Problems and tasks
1/ In the review of the Wife in Space book, what does Tat Wood accuse the new series of suffering from?
2/ From the review of the Wife in Space book, reproduce the passage that begins with the words containing "Adventures With the" and ends with "regarding the project.".

Extract provided start

Adventures With the Wife in Space is, as we’ve already talked about, an absolutely wonderful blog. But reading it over the years, one also often gets the nagging sense that it’s been a troubled blog, and troubled largely because of Neil Perryman’s ambivalence regarding the project.
It’s both an interesting and brave decision, therefore, that the book of the blog goes so far away from the blog’s apparent wheelhouse. For all of us in fandom it seemed obvious that the real point of The Wife in Space was the reviews. It was Doctor Who as reviewed by a not-we – a normal person. Sue was our great reasonably sane hope; the person who would tell us what bits of the classic series we could actually be proud of and what bits were as rubbish as we feared.
Because this is a thing. Tat Wood, in About Time 7, accuses the new series of suffering from anorakaphobia. This seems a bit of a leap for a show that includes easter eggs about The Sensorites on more than one occasion, but it does get at something real, which is that ever since the new series fandom has had a sense of non-trivial anxiety about the classic series. On the one hand, Doctor Who was suddenly popular. This was fantastic. Suddenly we weren’t freaks for liking it any more. But there was a clear divide between the new series and the classic series. The popularity of the new series didn’t magically make it remotely normal to like The Claws of Axos.

Extract provided end
Extracted data start

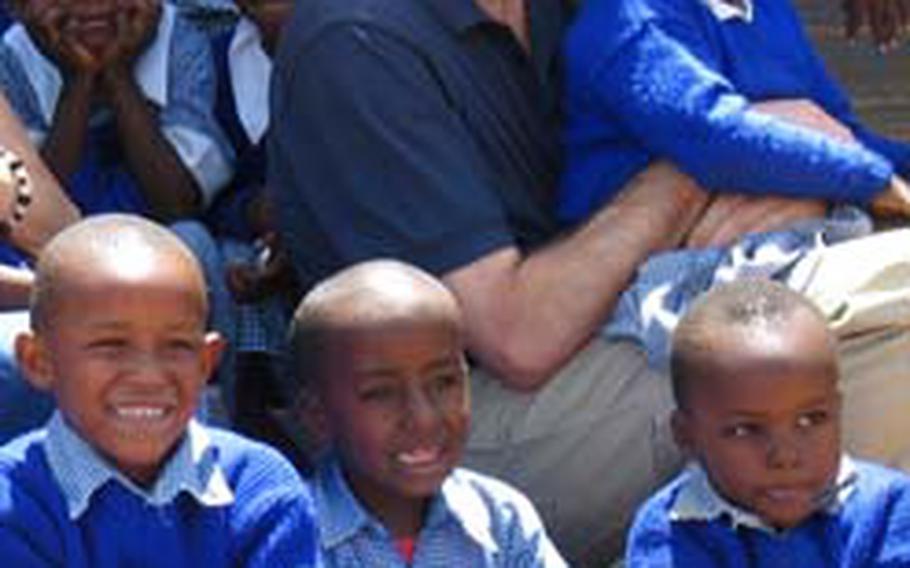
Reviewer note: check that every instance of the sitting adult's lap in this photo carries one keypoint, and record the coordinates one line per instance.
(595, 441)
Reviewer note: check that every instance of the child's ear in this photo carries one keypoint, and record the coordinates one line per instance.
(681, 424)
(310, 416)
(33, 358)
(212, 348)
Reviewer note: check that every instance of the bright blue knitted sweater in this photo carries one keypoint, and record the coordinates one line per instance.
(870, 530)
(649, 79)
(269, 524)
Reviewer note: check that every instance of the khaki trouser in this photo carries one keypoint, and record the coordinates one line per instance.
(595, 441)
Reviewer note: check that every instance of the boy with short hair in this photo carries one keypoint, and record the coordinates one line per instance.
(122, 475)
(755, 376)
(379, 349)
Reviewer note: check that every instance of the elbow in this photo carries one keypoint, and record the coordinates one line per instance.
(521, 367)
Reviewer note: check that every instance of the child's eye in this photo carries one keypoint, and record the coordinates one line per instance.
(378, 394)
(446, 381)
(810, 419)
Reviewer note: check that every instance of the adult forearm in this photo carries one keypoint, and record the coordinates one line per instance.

Extracted data end
Extracted data start

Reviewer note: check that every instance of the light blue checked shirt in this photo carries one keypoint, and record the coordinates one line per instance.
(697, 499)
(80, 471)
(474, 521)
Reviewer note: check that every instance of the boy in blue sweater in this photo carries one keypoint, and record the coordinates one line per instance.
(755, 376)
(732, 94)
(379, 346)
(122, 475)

Extracted data end
Extracted data start

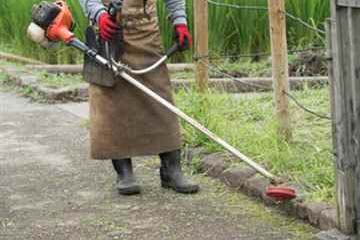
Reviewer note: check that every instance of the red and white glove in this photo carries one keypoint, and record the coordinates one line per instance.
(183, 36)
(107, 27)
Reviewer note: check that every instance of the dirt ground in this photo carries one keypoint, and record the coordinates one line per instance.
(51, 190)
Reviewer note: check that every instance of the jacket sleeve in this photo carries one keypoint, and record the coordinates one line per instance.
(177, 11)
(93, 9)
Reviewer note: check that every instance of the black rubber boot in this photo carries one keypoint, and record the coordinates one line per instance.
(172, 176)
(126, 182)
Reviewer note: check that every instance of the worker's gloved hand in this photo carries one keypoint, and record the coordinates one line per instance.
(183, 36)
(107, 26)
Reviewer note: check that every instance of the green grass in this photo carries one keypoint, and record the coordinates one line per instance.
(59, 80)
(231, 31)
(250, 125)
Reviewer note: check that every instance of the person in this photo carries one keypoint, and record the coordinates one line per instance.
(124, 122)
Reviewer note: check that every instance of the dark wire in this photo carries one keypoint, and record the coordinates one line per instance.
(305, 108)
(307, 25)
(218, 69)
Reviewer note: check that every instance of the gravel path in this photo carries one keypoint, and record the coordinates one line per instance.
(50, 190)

Extracted data end

Correct answers
1/ Anorakaphobia.

2/
Adventures With the Wife in Space is, as we’ve already talked about, an absolutely wonderful blog. But reading it over the years, one also often gets the nagging sense that it’s been a troubled blog, and troubled largely because of Neil Perryman’s ambivalence regarding the project.